** Trecho do texto **
┄┄┄┄┄┄┄┄┄┄

O Estado de S. Paulo

Ele tinha um toque a mais na composição de seus tipos

- Luiz Zanin Oricchio

Rei da comédia? No caso, o título não é apenas uma distinção ou homenagem, mas define perfeitame­nte Jerry Lewis, que morreu ontem aos 91 anos. As agências divulgaram que o artista faleceu em sua casa em Las Vegas, de “causas naturais” e em paz. Quer dizer, viveu até o esgotament­o do organismo e então se foi. Deixa marca indelével na história de sua arte.

A partir, em especial, de sua provável obra-prima, O Professor Aloprado (1963). Para fazer rir, ele se inspira num texto dramático de Robert Louis Stevenson, O Médico e o Monstro, espécie de estudo romanesco da dupla face que torna o ser humano de difícil definição. Todos têm um lado bom e um lado mau; o que torna uns melhores que os outros é apenas a dosagem em que essas caracterís­ticas se manifestam.

┄┄┄┄┄┄┄┄┄┄

** Dados de origem **
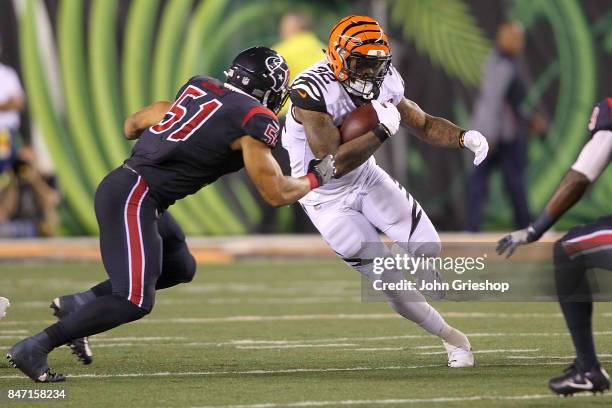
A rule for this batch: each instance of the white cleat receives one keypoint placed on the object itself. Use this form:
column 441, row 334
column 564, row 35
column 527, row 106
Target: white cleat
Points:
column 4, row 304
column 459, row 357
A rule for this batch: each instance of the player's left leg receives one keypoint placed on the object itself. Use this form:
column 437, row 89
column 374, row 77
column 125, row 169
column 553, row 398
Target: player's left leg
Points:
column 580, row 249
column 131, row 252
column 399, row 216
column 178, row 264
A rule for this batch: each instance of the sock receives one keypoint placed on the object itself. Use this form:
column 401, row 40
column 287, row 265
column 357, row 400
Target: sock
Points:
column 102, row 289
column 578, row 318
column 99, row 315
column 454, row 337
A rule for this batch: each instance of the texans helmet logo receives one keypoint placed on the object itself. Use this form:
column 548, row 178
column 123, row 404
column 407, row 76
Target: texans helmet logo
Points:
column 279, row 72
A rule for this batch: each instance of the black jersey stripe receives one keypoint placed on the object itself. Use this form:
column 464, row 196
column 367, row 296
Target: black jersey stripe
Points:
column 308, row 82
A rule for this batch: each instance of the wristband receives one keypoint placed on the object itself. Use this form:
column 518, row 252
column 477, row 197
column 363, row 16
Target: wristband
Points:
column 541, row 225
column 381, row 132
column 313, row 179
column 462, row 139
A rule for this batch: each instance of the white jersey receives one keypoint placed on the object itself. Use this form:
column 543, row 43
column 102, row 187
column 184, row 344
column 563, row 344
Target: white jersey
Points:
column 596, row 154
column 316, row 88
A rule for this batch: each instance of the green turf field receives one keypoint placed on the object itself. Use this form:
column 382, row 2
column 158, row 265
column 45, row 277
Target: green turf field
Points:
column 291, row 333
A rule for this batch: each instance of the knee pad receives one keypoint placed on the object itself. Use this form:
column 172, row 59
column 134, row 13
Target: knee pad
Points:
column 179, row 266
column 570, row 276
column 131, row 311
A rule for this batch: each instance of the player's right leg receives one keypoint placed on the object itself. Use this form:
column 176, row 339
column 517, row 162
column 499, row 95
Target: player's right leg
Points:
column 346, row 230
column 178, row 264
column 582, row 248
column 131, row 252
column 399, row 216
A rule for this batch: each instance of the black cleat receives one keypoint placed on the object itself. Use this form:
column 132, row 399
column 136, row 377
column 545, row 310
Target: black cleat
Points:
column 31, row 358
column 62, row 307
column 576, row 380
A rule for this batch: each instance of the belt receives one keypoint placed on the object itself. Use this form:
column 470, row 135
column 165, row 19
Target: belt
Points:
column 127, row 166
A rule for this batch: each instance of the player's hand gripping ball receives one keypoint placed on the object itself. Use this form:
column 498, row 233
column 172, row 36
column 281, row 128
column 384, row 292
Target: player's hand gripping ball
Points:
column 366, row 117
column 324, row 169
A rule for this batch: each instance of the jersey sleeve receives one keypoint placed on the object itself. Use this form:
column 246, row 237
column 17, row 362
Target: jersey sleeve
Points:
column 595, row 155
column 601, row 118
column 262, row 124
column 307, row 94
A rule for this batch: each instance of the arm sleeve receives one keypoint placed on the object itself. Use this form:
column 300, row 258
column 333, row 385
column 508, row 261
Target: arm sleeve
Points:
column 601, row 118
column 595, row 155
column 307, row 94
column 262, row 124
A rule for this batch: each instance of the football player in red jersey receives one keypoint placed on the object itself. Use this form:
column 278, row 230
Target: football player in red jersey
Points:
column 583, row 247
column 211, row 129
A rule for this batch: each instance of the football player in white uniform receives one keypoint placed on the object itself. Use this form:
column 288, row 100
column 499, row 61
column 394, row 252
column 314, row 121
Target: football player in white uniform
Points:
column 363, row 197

┄┄┄┄┄┄┄┄┄┄

** Ordem de serviço **
Reescreva a parte do texto sobre Jerry Lewis que começa em "Ele tinha um" e vai até "de sua arte.", substituindo "Las Vegas" por "Nova York". Baseie-se somente no texto sobre Jerry Lewis.

** Resultado da tarefa **
Ele tinha um toque a mais na composição de seus tipos

- Luiz Zanin Oricchio

Rei da comédia? No caso, o título não é apenas uma distinção ou homenagem, mas define perfeitame­nte Jerry Lewis, que morreu ontem aos 91 anos. As agências divulgaram que o artista faleceu em sua casa em Nova York, de “causas naturais” e em paz. Quer dizer, viveu até o esgotament­o do organismo e então se foi. Deixa marca indelével na história de sua arte.